• _PROBLEMS TO WORK ON_
a - Reproduce the passage from the school standards written answer starting with "The department has also grown" and going on through "specific time-limited interventions.".
b - In the school standards written answer:
(i) How many teaching schools were there as of 21 May 2015?
(ii) How large is the annual bursary each National Leader of Education receives?
(iii) When was the School-to-School Support Fund introduced?

• _DOCUMENT_
-----

Asked on: 27 May 2015
Department for Education
Schools: Standards
Commons
To ask the Secretary of State for Education, with reference to paragraph 23 of the paper, The Importance of Teaching, published in November 2010, Cm 7980, what steps her Department has taken to establish a new collaboration incentive, which financially rewards schools which effectively support weaker schools and demonstrably improve their performance; what level of incentive was offered to how many schools under that scheme; what her policy is on continuing that policy; and what level of incentive to how many schools she plans to offer over the next five years.
A
Answered by: Nick Gibb
Answered on: 01 June 2015

Collaboration and partnership working are essential components of the academies and free schools programme. Over 50% of academies are in multi-academy trusts and a Department for Education report last year showed that 87% of academies support other schools. The department has also supported collaboration through the development of system leaders, enabling the best school leaders to drive improvement.

The department has implemented the Teaching Schools programme, with 644 teaching schools as of 21 May 2015. Since 2011, when the Teaching Schools programme began, £100m has been committed to developing the Teaching Schools network. Teaching schools are required to establish alliances of schools with which they work directly to provide school based initial teacher training, school-to-school support, research and development activity, and continuous professional development.

The department has also grown the number of National Leaders of Education (NLEs) from 470 in 2010 to 1040 as of 21 May 2015. NLEs are outstanding leaders who support other schools in challenging circumstances to improve. Each NLE receives a £6,000 annual bursary which covers the costs their school incurs in providing collaborative support to underperforming schools.

The department also introduced a School-to-School Support Fund in September 2014. The School-to-School Support Fund provides grant funding for teaching schools and NLEs to support school improvement by working with underperforming schools in the areas of greatest need through specific time-limited interventions.

-----

• _RECORD EXTRACTS_
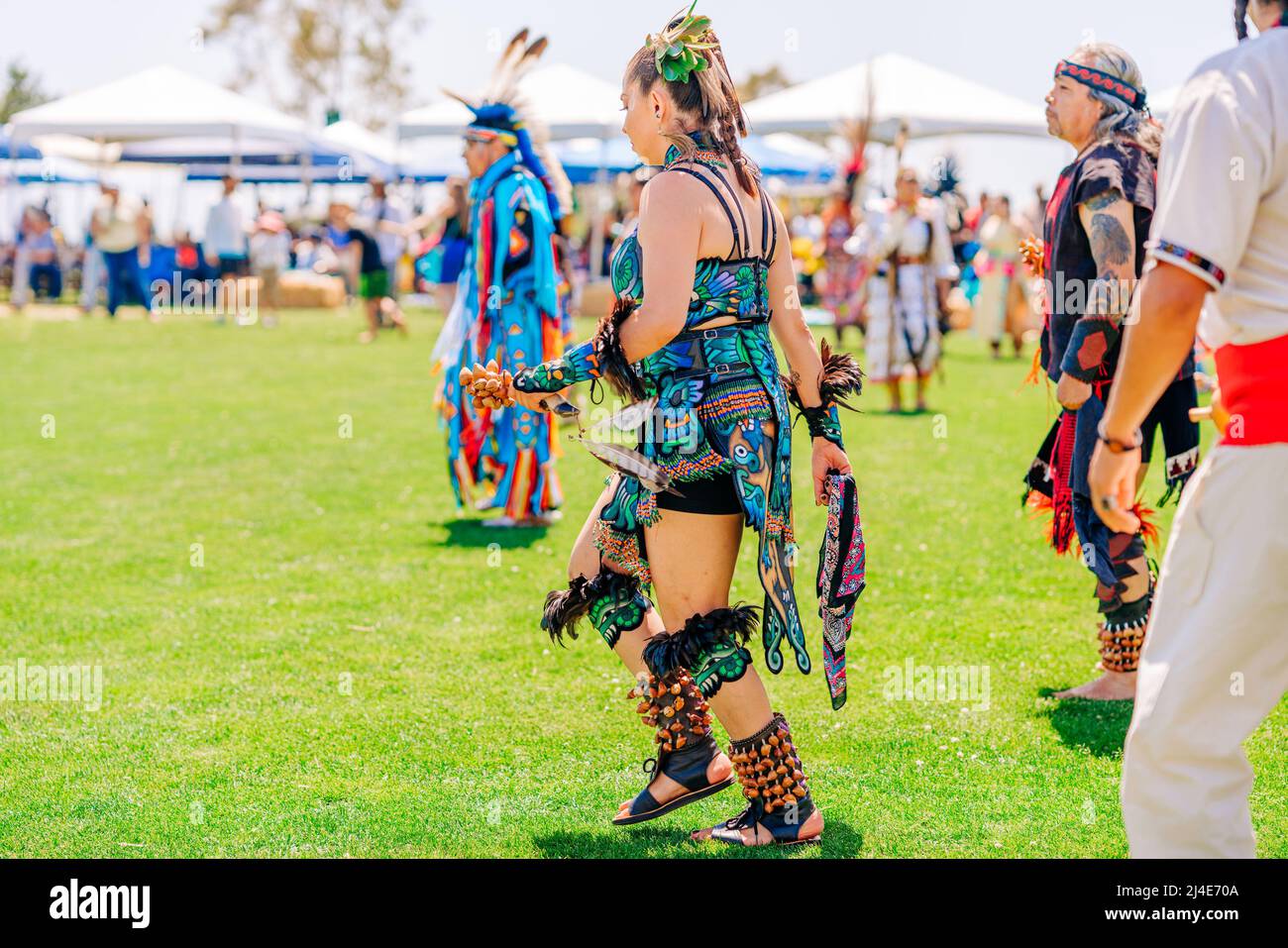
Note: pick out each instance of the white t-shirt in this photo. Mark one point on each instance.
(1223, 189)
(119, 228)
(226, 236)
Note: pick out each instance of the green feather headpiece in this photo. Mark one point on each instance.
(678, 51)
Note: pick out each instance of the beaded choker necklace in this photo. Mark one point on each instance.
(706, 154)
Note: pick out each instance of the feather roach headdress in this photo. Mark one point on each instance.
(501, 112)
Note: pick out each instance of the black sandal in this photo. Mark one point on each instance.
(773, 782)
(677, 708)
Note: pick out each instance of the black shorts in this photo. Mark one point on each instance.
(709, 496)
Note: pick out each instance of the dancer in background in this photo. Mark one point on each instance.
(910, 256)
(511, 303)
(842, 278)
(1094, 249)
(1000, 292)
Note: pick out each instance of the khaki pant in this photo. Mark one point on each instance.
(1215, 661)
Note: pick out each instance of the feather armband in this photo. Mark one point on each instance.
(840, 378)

-----

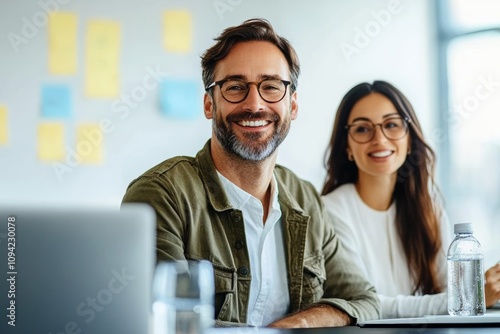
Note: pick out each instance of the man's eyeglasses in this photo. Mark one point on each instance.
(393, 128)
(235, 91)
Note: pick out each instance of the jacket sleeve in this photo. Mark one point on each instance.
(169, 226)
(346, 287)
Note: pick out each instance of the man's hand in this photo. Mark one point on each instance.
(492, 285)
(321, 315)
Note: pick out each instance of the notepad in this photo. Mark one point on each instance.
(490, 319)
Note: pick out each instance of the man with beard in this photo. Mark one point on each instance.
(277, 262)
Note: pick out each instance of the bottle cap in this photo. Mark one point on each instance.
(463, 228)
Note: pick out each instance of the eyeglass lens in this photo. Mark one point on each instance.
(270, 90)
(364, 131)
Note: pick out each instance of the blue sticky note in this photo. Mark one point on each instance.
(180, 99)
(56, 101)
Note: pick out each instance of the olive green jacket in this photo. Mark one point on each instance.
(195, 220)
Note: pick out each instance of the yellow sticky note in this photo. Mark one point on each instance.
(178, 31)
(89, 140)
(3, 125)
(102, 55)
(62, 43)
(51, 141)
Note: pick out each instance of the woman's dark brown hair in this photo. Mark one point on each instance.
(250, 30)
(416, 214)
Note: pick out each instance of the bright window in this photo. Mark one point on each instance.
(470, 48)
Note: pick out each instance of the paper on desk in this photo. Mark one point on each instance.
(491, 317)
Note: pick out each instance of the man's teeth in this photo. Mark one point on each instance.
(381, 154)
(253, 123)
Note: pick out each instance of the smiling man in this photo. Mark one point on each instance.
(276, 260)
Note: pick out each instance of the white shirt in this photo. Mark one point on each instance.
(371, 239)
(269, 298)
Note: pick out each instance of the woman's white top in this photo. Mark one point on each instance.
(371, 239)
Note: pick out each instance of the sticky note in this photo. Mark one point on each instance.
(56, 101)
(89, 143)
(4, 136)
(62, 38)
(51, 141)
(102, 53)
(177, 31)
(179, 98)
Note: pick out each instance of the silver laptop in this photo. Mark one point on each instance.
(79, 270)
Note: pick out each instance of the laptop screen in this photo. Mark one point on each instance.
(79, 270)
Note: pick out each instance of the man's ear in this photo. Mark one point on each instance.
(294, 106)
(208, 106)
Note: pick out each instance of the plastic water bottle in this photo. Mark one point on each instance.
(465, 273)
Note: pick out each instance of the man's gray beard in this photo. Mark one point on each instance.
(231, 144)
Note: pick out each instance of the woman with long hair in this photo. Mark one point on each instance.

-----

• _SOLUTIONS BY TASK_
a -
The department has also grown the number of National Leaders of Education (NLEs) from 470 in 2010 to 1040 as of 21 May 2015. NLEs are outstanding leaders who support other schools in challenging circumstances to improve. Each NLE receives a £6,000 annual bursary which covers the costs their school incurs in providing collaborative support to underperforming schools.

The department also introduced a School-to-School Support Fund in September 2014. The School-to-School Support Fund provides grant funding for teaching schools and NLEs to support school improvement by working with underperforming schools in the areas of greatest need through specific time-limited interventions.

b -
(i) 644
(ii) £6,000
(iii) September 2014